** Problem statement **
From the forum post on streaming iterators below, quote the passage between "I'd like to" and "cloning the Strings.", inclusive.

** Text section **
::::
Current state of the art regarding streaming/lending iterators

I'd like to know what's currently state of the art when wanting to have iterators that borrow instead of returning owned items. Reading into it, I found an article on the web and also a crate: streaming-iterator.

The linked article, "Solving the Generalized Streaming Iterator Problem without GATs", seems to address the problem from a pre-GAT p.o.v. I meanwhile use GATs a lot by using Rust nightly and #![feature(generic_associated_types)], so using those wouldn't be a big issue.

The downside of using a streaming_iterator::StreamingIterator seems to be that the API is not compatible to an Iterator.

As for my current problem, I have an Arc<Vec<String>> and would like to get an iterator that yields &str, so I can avoid cloning the Strings.

This is what I do now:

use std::sync::Arc;

pub struct StrIterOwner(Arc<Vec<String>>);

impl<'a> IntoIterator for &'a StrIterOwner {
    type Item = &'a str;
    type IntoIter = StrIter<'a>;
    fn into_iter(self) -> Self::IntoIter {
        StrIter {
            vec: &self.0,
            idx: 0,
        }
    }
}

pub struct StrIter<'a> {
    vec: &'a Arc<Vec<String>>,
    idx: usize,
}

impl<'a> Iterator for StrIter<'a> {
    type Item = &'a str;
    fn next(&mut self) -> Option<Self::Item> {
        if self.idx < self.vec.len() {
            let result = Some(&*self.vec[self.idx]);
            self.idx += 1;
            result
        } else {
            None
        }
    }
}

fn main() {
    let arc = Arc::new(vec!["Hello".to_string(), "World".to_string()]);
    let iter_owner = StrIterOwner(arc.clone());
    for item in iter_owner.into_iter() {
        println!("{}", item);
    }
    for item in iter_owner.into_iter() {
        println!("{}", item);
    }
}

(Playground)
::::
** Dataset extract **
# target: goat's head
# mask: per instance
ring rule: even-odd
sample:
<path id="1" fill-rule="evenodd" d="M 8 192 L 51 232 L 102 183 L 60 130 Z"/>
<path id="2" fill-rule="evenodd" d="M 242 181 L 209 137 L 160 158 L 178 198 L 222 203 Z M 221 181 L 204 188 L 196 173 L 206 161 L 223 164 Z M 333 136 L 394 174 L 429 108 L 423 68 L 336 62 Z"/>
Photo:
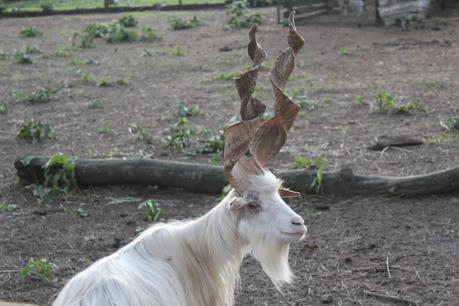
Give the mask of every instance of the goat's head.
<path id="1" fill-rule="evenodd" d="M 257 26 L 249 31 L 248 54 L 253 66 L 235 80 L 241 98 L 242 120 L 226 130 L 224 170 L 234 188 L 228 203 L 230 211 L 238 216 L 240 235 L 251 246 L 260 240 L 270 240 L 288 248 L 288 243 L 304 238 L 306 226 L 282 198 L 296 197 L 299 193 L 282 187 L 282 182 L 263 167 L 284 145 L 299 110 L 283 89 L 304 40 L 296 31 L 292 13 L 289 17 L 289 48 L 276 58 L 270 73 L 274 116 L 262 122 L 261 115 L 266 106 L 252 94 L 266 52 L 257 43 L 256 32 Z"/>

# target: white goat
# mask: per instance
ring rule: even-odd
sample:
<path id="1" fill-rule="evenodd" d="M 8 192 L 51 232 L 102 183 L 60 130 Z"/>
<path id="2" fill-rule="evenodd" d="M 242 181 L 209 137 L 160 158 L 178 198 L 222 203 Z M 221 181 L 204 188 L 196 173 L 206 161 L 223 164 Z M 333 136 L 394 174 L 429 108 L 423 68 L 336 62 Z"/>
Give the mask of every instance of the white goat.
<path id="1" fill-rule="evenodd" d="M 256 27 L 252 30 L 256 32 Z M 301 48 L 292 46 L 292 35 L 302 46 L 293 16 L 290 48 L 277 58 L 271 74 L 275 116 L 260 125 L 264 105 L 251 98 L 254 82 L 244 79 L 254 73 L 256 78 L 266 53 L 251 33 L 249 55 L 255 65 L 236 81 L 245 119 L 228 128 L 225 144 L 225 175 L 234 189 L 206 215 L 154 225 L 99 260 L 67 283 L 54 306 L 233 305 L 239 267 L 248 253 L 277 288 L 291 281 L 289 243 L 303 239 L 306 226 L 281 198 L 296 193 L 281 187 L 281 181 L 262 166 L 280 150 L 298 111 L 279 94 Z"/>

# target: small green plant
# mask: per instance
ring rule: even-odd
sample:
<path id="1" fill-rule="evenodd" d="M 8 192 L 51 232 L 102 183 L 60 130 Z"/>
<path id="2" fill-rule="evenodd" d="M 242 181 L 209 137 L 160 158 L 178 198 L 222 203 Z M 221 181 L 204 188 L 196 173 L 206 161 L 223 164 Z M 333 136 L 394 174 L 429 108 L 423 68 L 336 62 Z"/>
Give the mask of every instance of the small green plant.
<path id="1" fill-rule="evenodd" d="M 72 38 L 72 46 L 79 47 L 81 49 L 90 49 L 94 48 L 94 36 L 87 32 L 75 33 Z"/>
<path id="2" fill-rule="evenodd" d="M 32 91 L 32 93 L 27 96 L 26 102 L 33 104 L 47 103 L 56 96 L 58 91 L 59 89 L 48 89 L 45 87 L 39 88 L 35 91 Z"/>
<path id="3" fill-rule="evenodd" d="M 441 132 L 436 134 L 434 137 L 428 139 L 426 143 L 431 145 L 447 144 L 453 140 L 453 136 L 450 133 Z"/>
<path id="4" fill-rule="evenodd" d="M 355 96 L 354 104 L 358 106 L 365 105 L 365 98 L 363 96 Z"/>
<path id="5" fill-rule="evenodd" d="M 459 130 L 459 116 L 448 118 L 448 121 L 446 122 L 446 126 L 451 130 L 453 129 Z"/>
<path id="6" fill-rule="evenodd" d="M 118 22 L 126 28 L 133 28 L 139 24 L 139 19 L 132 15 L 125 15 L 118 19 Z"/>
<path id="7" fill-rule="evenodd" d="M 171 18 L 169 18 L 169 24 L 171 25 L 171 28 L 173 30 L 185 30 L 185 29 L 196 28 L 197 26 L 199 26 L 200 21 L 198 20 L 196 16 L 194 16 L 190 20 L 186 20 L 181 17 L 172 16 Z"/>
::::
** Task response **
I'd like to know what's currently state of the art when wanting to have iterators that borrow instead of returning owned items. Reading into it, I found an article on the web and also a crate: streaming-iterator.

The linked article, "Solving the Generalized Streaming Iterator Problem without GATs", seems to address the problem from a pre-GAT p.o.v. I meanwhile use GATs a lot by using Rust nightly and #![feature(generic_associated_types)], so using those wouldn't be a big issue.

The downside of using a streaming_iterator::StreamingIterator seems to be that the API is not compatible to an Iterator.

As for my current problem, I have an Arc<Vec<String>> and would like to get an iterator that yields &str, so I can avoid cloning the Strings.